**EXERCISE OBJECTIVE**.
Reproduce verbatim the portion of the entries below that opens with the line containing "Can you tell me where the forested" and continues through the end of the entries.

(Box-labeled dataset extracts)
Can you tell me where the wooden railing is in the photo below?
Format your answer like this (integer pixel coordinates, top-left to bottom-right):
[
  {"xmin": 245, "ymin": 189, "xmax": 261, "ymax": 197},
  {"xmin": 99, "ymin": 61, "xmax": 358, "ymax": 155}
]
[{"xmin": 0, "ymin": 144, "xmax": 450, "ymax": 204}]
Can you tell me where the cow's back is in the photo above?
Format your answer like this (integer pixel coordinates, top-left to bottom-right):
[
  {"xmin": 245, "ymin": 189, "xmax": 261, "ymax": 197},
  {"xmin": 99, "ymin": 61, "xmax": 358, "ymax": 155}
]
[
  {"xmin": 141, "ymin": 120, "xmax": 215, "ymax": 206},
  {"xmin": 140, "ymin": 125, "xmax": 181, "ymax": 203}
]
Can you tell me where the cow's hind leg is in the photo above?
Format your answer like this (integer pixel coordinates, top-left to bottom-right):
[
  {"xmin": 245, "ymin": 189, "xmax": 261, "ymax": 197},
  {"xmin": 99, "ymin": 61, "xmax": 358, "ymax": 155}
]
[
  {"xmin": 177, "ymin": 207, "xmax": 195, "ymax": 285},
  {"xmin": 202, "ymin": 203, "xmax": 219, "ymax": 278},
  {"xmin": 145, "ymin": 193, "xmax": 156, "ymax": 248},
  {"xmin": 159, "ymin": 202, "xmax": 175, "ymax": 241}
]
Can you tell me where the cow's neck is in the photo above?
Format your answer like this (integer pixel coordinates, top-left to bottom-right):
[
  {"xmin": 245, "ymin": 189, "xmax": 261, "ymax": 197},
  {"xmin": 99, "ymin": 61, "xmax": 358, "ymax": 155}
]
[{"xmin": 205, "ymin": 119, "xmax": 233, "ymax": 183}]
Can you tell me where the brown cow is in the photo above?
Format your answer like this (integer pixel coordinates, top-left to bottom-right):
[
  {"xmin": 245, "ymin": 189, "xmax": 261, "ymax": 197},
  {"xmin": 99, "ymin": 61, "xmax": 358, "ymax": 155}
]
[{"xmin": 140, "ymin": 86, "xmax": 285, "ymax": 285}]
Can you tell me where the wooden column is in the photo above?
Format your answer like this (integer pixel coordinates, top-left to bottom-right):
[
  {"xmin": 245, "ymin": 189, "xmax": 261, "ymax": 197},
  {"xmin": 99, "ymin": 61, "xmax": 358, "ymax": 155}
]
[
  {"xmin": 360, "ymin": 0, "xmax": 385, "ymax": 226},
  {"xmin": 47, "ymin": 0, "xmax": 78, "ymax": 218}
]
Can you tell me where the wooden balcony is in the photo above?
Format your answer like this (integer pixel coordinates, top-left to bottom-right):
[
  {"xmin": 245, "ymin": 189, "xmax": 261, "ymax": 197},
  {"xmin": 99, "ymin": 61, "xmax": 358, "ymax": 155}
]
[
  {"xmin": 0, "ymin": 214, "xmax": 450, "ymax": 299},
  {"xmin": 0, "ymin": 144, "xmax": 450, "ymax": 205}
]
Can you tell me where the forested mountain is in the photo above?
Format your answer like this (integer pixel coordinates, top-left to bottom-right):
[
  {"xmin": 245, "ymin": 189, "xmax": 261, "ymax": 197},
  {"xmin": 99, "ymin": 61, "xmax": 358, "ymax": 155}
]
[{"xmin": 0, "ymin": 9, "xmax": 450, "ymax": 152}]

**TASK OUTPUT**.
Can you tell me where the forested mountain is in the photo above?
Format your answer like this (integer pixel coordinates, top-left to bottom-right):
[
  {"xmin": 245, "ymin": 189, "xmax": 261, "ymax": 197},
  {"xmin": 99, "ymin": 61, "xmax": 358, "ymax": 155}
]
[{"xmin": 0, "ymin": 9, "xmax": 450, "ymax": 152}]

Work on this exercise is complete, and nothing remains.